The records that follow must be repeated verbatim, every one of them.

— begin —

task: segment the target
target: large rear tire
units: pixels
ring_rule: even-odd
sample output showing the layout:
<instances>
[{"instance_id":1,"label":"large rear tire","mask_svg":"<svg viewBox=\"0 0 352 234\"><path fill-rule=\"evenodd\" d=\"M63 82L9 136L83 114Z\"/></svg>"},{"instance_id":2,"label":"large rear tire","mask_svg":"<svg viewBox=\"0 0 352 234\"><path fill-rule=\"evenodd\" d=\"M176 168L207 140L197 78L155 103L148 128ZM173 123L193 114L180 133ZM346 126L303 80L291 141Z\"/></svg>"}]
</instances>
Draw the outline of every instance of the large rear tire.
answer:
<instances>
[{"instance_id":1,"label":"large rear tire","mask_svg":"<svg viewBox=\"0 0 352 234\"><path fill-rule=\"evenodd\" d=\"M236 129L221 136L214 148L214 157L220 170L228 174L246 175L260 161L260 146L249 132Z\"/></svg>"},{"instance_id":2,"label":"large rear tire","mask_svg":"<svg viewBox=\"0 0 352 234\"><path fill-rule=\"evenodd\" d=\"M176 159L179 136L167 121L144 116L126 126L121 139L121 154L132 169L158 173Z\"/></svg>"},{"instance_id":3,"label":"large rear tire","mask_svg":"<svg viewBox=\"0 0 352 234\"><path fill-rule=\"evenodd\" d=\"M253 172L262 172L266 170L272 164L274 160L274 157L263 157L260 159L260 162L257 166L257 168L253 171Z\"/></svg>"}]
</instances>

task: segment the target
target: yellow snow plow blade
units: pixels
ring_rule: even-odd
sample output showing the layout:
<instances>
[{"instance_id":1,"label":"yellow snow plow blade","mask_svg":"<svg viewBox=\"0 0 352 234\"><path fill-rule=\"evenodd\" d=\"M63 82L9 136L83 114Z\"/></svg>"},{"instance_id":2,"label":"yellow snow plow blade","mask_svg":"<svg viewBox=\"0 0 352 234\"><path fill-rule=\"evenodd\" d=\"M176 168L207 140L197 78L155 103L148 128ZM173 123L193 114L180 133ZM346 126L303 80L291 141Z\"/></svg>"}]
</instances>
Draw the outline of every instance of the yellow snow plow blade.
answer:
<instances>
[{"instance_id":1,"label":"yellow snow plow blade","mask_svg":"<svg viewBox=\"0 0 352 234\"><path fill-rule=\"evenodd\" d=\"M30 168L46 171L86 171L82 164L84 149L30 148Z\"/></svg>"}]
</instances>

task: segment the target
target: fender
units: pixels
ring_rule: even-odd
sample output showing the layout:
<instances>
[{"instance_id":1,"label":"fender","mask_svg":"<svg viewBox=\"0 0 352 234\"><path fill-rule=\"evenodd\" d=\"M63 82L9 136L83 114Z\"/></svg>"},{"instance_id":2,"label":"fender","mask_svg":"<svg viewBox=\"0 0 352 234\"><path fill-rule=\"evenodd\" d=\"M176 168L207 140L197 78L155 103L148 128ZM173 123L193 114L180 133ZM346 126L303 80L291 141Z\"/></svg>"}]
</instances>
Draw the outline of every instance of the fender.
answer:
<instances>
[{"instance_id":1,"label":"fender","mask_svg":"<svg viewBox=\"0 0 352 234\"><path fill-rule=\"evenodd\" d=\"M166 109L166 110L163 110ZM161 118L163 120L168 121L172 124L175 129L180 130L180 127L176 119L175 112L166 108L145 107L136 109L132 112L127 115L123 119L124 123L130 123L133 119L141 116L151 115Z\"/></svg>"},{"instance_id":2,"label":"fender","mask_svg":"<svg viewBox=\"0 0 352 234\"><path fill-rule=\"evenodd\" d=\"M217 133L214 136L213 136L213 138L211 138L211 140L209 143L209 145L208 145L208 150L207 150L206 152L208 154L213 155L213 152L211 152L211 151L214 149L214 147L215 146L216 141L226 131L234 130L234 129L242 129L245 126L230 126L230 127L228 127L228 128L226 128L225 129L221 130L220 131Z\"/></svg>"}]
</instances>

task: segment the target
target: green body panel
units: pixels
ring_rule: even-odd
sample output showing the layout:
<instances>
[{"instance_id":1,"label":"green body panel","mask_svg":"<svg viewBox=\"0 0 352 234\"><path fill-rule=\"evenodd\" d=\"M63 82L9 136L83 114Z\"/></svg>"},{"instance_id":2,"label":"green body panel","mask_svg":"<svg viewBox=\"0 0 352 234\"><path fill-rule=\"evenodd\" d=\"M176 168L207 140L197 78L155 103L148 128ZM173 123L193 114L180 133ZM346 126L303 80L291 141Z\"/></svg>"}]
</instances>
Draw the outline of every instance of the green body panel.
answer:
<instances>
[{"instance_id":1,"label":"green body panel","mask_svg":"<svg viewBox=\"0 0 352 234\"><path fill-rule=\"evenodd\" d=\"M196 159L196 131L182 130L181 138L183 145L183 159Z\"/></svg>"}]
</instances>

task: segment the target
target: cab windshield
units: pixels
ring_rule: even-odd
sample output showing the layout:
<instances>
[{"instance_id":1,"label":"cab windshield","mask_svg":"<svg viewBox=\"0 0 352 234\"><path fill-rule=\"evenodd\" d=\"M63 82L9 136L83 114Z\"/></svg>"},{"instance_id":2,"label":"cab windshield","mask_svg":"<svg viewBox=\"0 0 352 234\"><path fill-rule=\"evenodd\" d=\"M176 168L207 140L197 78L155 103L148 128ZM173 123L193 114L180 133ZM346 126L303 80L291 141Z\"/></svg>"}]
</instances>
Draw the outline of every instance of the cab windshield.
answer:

— end —

Task result
task: segment the target
target: large rear tire
units: pixels
ring_rule: even-odd
sample output showing the layout:
<instances>
[{"instance_id":1,"label":"large rear tire","mask_svg":"<svg viewBox=\"0 0 352 234\"><path fill-rule=\"evenodd\" d=\"M63 82L9 136L83 114Z\"/></svg>"},{"instance_id":2,"label":"large rear tire","mask_svg":"<svg viewBox=\"0 0 352 234\"><path fill-rule=\"evenodd\" d=\"M176 168L207 140L197 78L155 103L148 128ZM173 123L193 114L180 133ZM346 126L303 80L291 141Z\"/></svg>"}]
</instances>
Draw the outline of every instance of the large rear tire.
answer:
<instances>
[{"instance_id":1,"label":"large rear tire","mask_svg":"<svg viewBox=\"0 0 352 234\"><path fill-rule=\"evenodd\" d=\"M236 129L221 136L214 148L214 157L220 170L228 174L246 175L260 161L260 146L249 132Z\"/></svg>"},{"instance_id":2,"label":"large rear tire","mask_svg":"<svg viewBox=\"0 0 352 234\"><path fill-rule=\"evenodd\" d=\"M176 159L179 136L167 121L144 116L126 126L121 139L121 154L132 169L158 173Z\"/></svg>"},{"instance_id":3,"label":"large rear tire","mask_svg":"<svg viewBox=\"0 0 352 234\"><path fill-rule=\"evenodd\" d=\"M253 172L262 172L266 170L272 164L274 160L274 157L263 157L260 159L260 162L257 166L257 168L253 171Z\"/></svg>"}]
</instances>

task: segment the target
target: yellow snow plow blade
units: pixels
ring_rule: even-odd
sample output showing the layout:
<instances>
[{"instance_id":1,"label":"yellow snow plow blade","mask_svg":"<svg viewBox=\"0 0 352 234\"><path fill-rule=\"evenodd\" d=\"M63 82L9 136L83 114Z\"/></svg>"},{"instance_id":2,"label":"yellow snow plow blade","mask_svg":"<svg viewBox=\"0 0 352 234\"><path fill-rule=\"evenodd\" d=\"M176 168L207 140L197 78L155 103L148 128ZM173 123L193 114L180 133ZM346 126L303 80L291 141Z\"/></svg>"}]
</instances>
Draw the outline of every instance of the yellow snow plow blade.
answer:
<instances>
[{"instance_id":1,"label":"yellow snow plow blade","mask_svg":"<svg viewBox=\"0 0 352 234\"><path fill-rule=\"evenodd\" d=\"M30 168L46 171L86 171L82 164L84 149L30 148Z\"/></svg>"}]
</instances>

task: segment the target
target: fender
units: pixels
ring_rule: even-odd
sample output showing the layout:
<instances>
[{"instance_id":1,"label":"fender","mask_svg":"<svg viewBox=\"0 0 352 234\"><path fill-rule=\"evenodd\" d=\"M63 82L9 136L83 114Z\"/></svg>"},{"instance_id":2,"label":"fender","mask_svg":"<svg viewBox=\"0 0 352 234\"><path fill-rule=\"evenodd\" d=\"M176 168L207 140L197 78L155 103L148 128ZM173 123L193 114L180 133ZM346 126L303 80L291 141Z\"/></svg>"}]
</instances>
Draw the outline of every instance of the fender.
answer:
<instances>
[{"instance_id":1,"label":"fender","mask_svg":"<svg viewBox=\"0 0 352 234\"><path fill-rule=\"evenodd\" d=\"M166 109L166 110L163 110ZM161 118L163 120L168 121L172 124L175 129L180 130L180 127L176 119L175 112L166 108L145 107L136 109L132 112L127 115L123 119L124 123L130 123L133 119L141 116L151 115Z\"/></svg>"},{"instance_id":2,"label":"fender","mask_svg":"<svg viewBox=\"0 0 352 234\"><path fill-rule=\"evenodd\" d=\"M217 133L214 136L213 136L213 138L211 138L211 140L209 143L209 145L208 145L208 150L207 150L206 152L208 154L213 155L213 152L211 152L211 151L214 149L214 147L215 146L216 141L226 131L234 130L234 129L242 129L245 126L230 126L230 127L228 127L228 128L226 128L225 129L221 130L220 131Z\"/></svg>"}]
</instances>

task: segment the target
target: green body panel
units: pixels
ring_rule: even-odd
sample output showing the layout:
<instances>
[{"instance_id":1,"label":"green body panel","mask_svg":"<svg viewBox=\"0 0 352 234\"><path fill-rule=\"evenodd\" d=\"M63 82L9 136L83 114Z\"/></svg>"},{"instance_id":2,"label":"green body panel","mask_svg":"<svg viewBox=\"0 0 352 234\"><path fill-rule=\"evenodd\" d=\"M176 168L207 140L197 78L155 103L148 128ZM173 123L193 114L180 133ZM346 126L303 80L291 141Z\"/></svg>"}]
</instances>
Draw the outline of every instance of the green body panel.
answer:
<instances>
[{"instance_id":1,"label":"green body panel","mask_svg":"<svg viewBox=\"0 0 352 234\"><path fill-rule=\"evenodd\" d=\"M196 159L196 131L182 130L181 138L183 145L183 159Z\"/></svg>"}]
</instances>

task: segment the target
target: cab windshield
units: pixels
ring_rule: even-odd
sample output showing the layout:
<instances>
[{"instance_id":1,"label":"cab windshield","mask_svg":"<svg viewBox=\"0 0 352 234\"><path fill-rule=\"evenodd\" d=\"M63 82L9 136L83 114Z\"/></svg>"},{"instance_id":2,"label":"cab windshield","mask_svg":"<svg viewBox=\"0 0 352 234\"><path fill-rule=\"evenodd\" d=\"M176 168L207 140L197 78L155 103L148 128ZM173 123L193 114L180 133ZM346 126L303 80L291 141Z\"/></svg>"}]
</instances>
Draw the outline of every instance of the cab windshield.
answer:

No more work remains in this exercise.